Extract provided ->

This ersatz "Oriental" dish (well, it comes with chopsticks) is a jumble of exceptionally crispy fried shrimp glazed with a creamy sauce that's slightly fiery and has an undertone of Dijon mustard. We all liked it well enough but didn't bang the table over the last bite.
The Bonefish house salad was a pleasant surprise: chopped greens scattered with crunchy pine nuts, kalamata olives and a sliver of heart of palm and splashed with a tart citrus vinaigrette. The corn chowder, generously laden with lump crab, had enough red pepper flakes to pack just the right punch.
Carol Jean's succulent salmon was superb, and Taylor raved over his grilled swordfish and the little amber scoop of spaghetti squash that came with it. "I'd come back just for the squash," he said. I ordered that night's special, a meaty slab of grilled butterfish accompanied by little cups of all four of the featured Bonefish sauces (lemon butter, lime-tomato garlic, warm mango salsa and an Asian teriyaki number) because I couldn't decide on one. The dish is not usually served with all the sauces, but I was a pushy little blowfish that night.
I never saw Jim take the first bite of his pistachio-parmesan-crusted rainbow trout, but the next time I looked his way, his plate was empty and he was asking about dessert.
There were only three dessert choices, but neither Jim nor Taylor would share the warm chocolate-macadamia-nut brownie with ice cream, so, like an indulgent parent, I let them each have one. Carol Jean and I shared the untarty deep-dish Key-lime pie, which was too big for us to finish. "It was that Bang Bang shrimp," whispered Carol Jean, as if we had ruined our appetites eating something vulgar.
A few nights later, I went back with my friend Bob, who rolled his eyes at the idea of a corporate-owned casual seafood joint. "It sounds stupid, and what's that name mean, anyway?"
The name comes from the favorite sport fish caught by the restaurant's co-founders, I explained. Luckily, Bob's cynicism dropped at the restaurant's entrance. "This place is gorgeous," he said, admiring details that I had missed on my first visit: the crisply starched jackets worn by the servers, the soft and unobtrusive jazz music, the cruet of good olive oil on the table. He watched approvingly as our waiter mixed a splash of olive oil with fresh pesto, bits of chopped olives and pepper flakes for a bread dipping sauce.

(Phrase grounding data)

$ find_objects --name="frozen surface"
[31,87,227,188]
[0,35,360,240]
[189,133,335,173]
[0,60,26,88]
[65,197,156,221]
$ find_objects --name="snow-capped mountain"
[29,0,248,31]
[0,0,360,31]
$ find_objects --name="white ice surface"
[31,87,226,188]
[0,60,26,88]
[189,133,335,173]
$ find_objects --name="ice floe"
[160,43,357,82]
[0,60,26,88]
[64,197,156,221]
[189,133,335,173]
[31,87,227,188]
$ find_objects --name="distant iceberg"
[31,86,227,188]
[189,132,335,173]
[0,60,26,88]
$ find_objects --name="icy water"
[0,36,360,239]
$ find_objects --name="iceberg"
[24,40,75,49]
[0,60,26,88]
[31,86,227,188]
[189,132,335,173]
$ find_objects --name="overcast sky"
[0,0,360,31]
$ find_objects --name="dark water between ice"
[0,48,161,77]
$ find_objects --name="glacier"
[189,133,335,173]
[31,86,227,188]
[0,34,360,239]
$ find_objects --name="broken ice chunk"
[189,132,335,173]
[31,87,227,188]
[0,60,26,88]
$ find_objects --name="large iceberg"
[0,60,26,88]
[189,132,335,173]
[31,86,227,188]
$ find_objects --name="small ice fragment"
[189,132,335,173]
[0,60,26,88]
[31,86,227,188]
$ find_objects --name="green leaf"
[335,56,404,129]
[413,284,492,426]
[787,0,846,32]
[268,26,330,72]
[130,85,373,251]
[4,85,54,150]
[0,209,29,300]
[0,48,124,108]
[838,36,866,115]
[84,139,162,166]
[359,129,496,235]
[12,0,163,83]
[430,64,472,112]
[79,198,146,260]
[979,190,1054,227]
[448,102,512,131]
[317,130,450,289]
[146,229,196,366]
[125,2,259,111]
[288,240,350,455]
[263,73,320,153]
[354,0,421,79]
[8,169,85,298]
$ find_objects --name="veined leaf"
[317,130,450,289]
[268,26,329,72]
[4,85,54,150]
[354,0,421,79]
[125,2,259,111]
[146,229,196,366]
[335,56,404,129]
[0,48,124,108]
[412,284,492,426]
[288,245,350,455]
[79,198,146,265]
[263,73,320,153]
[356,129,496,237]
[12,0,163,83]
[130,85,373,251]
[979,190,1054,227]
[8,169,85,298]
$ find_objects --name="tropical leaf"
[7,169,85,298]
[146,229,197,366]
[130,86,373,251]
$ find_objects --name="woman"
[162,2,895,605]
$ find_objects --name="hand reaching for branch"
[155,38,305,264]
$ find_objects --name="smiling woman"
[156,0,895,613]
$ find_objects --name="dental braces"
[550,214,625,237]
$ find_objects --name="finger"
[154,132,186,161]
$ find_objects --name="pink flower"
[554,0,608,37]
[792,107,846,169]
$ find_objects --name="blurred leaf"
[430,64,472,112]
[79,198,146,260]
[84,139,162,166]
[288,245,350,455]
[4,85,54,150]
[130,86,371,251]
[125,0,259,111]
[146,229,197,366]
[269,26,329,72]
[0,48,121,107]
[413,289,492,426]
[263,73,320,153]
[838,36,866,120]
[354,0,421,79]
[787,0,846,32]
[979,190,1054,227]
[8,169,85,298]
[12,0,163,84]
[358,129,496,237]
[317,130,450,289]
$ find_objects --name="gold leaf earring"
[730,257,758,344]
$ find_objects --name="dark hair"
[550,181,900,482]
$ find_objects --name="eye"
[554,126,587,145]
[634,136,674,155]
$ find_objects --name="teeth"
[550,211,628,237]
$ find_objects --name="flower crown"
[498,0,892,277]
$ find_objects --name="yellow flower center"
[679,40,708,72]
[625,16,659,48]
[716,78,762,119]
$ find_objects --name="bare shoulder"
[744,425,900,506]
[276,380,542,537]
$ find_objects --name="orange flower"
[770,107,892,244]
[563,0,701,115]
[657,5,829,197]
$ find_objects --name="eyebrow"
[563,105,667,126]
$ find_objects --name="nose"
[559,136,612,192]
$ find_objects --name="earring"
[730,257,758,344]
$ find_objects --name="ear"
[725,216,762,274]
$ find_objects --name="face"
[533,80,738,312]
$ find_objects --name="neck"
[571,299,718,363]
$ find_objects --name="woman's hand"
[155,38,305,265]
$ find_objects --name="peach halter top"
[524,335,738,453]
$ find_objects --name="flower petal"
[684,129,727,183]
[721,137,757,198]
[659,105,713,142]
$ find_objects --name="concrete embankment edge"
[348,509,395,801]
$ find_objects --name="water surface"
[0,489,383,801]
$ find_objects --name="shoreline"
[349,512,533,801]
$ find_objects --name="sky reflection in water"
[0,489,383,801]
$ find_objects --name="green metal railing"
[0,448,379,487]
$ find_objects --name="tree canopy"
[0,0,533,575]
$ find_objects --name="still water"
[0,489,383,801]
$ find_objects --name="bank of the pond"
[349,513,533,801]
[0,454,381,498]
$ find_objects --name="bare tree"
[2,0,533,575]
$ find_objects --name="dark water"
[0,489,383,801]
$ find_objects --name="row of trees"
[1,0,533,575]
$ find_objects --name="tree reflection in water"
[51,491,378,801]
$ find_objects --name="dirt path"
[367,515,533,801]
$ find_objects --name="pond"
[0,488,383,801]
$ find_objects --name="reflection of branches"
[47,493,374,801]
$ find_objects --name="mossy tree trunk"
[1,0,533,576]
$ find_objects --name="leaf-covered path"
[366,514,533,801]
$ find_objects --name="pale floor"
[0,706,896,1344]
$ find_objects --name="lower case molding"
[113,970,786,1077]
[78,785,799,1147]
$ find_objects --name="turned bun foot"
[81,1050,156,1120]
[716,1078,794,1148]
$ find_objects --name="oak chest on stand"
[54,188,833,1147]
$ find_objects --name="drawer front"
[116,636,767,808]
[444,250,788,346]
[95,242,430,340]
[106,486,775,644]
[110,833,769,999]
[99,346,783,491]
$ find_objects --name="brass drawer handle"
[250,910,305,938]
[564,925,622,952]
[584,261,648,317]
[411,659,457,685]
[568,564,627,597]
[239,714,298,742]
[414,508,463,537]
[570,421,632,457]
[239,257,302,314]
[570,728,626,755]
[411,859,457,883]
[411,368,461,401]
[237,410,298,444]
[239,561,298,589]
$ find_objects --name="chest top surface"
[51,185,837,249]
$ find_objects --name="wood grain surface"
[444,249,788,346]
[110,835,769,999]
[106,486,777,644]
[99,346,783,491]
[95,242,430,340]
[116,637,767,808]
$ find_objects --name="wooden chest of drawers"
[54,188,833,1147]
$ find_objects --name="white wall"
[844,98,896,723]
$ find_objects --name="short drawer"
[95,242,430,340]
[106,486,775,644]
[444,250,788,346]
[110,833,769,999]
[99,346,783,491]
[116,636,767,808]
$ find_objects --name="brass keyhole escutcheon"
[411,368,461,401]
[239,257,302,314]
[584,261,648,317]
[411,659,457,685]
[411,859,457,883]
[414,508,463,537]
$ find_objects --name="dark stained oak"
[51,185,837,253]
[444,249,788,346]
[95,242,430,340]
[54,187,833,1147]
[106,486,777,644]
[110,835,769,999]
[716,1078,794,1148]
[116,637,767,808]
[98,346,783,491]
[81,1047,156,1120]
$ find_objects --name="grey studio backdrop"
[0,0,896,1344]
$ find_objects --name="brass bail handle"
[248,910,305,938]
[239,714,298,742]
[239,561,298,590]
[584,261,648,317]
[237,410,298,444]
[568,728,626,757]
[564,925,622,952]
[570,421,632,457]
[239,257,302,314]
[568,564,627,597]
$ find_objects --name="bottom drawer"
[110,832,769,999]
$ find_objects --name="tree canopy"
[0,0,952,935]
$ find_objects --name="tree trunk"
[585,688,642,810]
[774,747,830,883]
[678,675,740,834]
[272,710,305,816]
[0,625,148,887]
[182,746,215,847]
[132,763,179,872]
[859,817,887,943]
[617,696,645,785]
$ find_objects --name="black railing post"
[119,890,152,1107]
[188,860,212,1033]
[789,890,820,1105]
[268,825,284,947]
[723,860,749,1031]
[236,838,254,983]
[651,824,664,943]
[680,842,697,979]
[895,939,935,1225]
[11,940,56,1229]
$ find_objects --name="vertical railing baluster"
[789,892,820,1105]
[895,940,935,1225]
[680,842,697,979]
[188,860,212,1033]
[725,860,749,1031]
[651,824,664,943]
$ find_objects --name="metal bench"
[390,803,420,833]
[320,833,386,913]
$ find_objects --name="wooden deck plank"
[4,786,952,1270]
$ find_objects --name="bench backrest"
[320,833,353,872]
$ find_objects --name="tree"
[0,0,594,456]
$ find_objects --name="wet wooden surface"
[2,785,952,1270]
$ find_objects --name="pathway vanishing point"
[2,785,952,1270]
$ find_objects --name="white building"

Explore the material ->
A: Copy the passage of the restaurant review from "I never saw" to "eating something vulgar.".
B: Answer these questions using the restaurant review:
(i) Which four sauces came with the grilled butterfish special?
(ii) According to the review, where does the restaurant's name come from?
(iii) How many dessert choices were there?
C: Pick up the restaurant review after its final sentence and continue it.

Answer set ->
A:
I never saw Jim take the first bite of his pistachio-parmesan-crusted rainbow trout, but the next time I looked his way, his plate was empty and he was asking about dessert.
There were only three dessert choices, but neither Jim nor Taylor would share the warm chocolate-macadamia-nut brownie with ice cream, so, like an indulgent parent, I let them each have one. Carol Jean and I shared the untarty deep-dish Key-lime pie, which was too big for us to finish. "It was that Bang Bang shrimp," whispered Carol Jean, as if we had ruined our appetites eating something vulgar.

B:
(i) Lemon butter, lime-tomato garlic, warm mango salsa and an Asian teriyaki sauce.
(ii) It comes from the favorite sport fish caught by the restaurant's co-founders.
(iii) Three.

C:
"I love this place," he said, greedily opening one shiny black mussel shell after another to spear the lusciously garlic-speckled shellfish. "You can't believe how sweet and good this buttery broth is," he said.
I watched the servers, all with beautifully polished manners, patiently attend to some demanding customers (including a family with a trio of restless, tired toddlers). Our waiter had done a magnificent job explaining the restaurant's "progressive wine list," which lists the vintages from the lightest Sauvignon Blanc to the heaviest Frog's Leap zinfandel. "I haven't actually tasted any of these wines," he added. "I'm only 19."
I think I was still eating fish sticks when I was 19. That night, I ventured away from fish and ordered Lily's chicken, a simply grilled bird breast blanketed with soft goat cheese, wilted spinach, artichokes and lemon-basil sauce. Very nice, but I should have stuck with seafood, especially after I took a bite of the terrific butterfish piccata that Bob had ordered. It's a specialty at Bonefish, and it's extraordinarily delicious even more so sided with a pile of the creamy au gratin potatoes. The garlic mashed potatoes are skimpy on the garlic.
But that's the only skimpy thing at Bonefish, where everything else from dinner portions to staff attention is jumbo-sized.